Saved entries
============================================================

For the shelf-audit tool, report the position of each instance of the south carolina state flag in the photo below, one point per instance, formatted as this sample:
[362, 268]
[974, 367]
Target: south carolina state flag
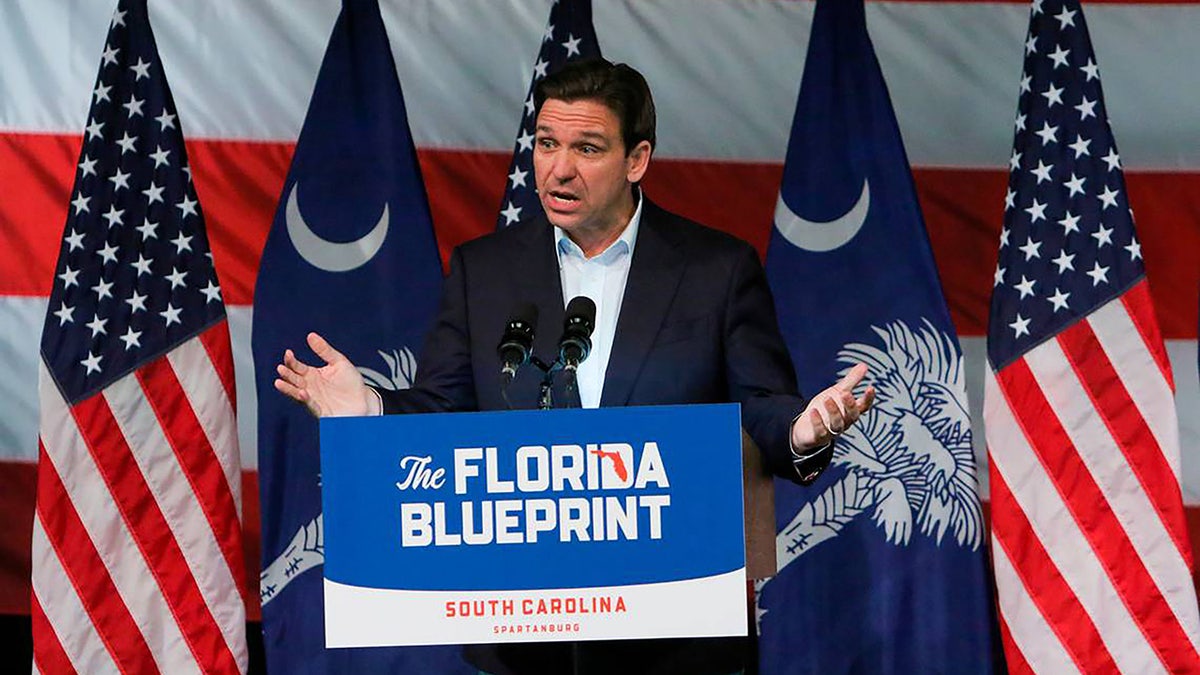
[881, 561]
[352, 256]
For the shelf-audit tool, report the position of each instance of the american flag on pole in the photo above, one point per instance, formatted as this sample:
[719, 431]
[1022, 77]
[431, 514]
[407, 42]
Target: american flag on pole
[1089, 538]
[569, 35]
[137, 541]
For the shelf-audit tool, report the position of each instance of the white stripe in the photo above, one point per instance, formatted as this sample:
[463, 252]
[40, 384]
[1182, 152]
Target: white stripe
[106, 526]
[245, 70]
[1033, 637]
[198, 376]
[178, 502]
[1060, 536]
[64, 609]
[1116, 481]
[18, 420]
[1140, 374]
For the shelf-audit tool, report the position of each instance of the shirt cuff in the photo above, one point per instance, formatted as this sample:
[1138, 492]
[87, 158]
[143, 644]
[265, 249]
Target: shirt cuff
[799, 459]
[379, 399]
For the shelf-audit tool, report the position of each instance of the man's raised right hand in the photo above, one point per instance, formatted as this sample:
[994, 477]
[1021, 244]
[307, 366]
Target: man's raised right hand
[335, 389]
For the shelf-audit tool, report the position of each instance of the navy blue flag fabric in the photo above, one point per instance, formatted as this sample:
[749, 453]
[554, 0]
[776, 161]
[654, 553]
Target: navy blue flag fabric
[352, 256]
[882, 561]
[569, 35]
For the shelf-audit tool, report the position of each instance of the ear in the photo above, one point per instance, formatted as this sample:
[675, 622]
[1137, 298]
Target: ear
[637, 161]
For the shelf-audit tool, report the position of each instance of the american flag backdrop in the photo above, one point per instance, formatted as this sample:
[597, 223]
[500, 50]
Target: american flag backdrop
[569, 35]
[1092, 559]
[137, 541]
[725, 76]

============================================================

WHAT TO DO
Write out all the items above as a JSON list of strings with one string per line, skipping any blank lines. Leave the pictures out.

REPLY TO THE TASK
[
  "For the shelf-audit tool, report the position of each instance of the south carolina state flag in the photo below, one point per instance, formatted as this sample:",
  "[362, 268]",
  "[974, 367]",
  "Target: south carolina state flag",
  "[881, 561]",
  "[352, 256]",
  "For the shelf-audit tool, report the position of each instance of the american flag on pole in the photo above, one point per instance, formatted as this sample:",
  "[719, 431]",
  "[1022, 77]",
  "[431, 514]",
  "[407, 42]",
  "Target: american flag on pole",
  "[1089, 538]",
  "[569, 35]",
  "[137, 541]",
  "For the shelf-audit tool, report the position of each instance of the white stripe in the photo above, one point per instance, formatted as this sample:",
  "[463, 252]",
  "[40, 384]",
  "[1182, 152]",
  "Target: white stripe",
  "[106, 526]",
  "[245, 70]",
  "[1033, 637]",
  "[198, 376]",
  "[178, 502]",
  "[1060, 536]",
  "[64, 609]",
  "[1116, 481]",
  "[18, 420]",
  "[1140, 374]",
  "For the shelf-audit tool, report the position of each instance of the shirt cuff in the photo above, one point per instance, formatted as this sample:",
  "[1138, 492]",
  "[87, 158]",
  "[143, 644]",
  "[265, 249]",
  "Target: shirt cuff",
  "[799, 459]",
  "[379, 399]",
  "For the shelf-audit tool, report the position of each instance of the man's raised right hand in the photo above, one point per instance, formatted as this sample:",
  "[994, 477]",
  "[1021, 244]",
  "[307, 366]",
  "Target: man's raised right hand",
  "[335, 389]",
  "For the shelf-audit tool, report the position of each instance of the navy blue flag fabric in the photo above, one point per instance, formatted as this sample:",
  "[749, 453]",
  "[554, 0]",
  "[776, 161]",
  "[654, 553]",
  "Target: navy blue flag fabric",
  "[352, 256]",
  "[882, 561]",
  "[569, 35]",
  "For the shelf-audit tool, report the position of each instance of the ear in the photo above, one point per instance, formatted as this sample:",
  "[675, 622]",
  "[1137, 298]",
  "Target: ear",
  "[637, 161]",
  "For the shelf-audit tool, report the position of each instance of the american flag backdrop in the photo above, one point per instance, formatted as this sample:",
  "[597, 223]",
  "[500, 50]",
  "Target: american flag backdrop",
  "[569, 35]",
  "[1092, 559]",
  "[137, 541]",
  "[725, 76]"
]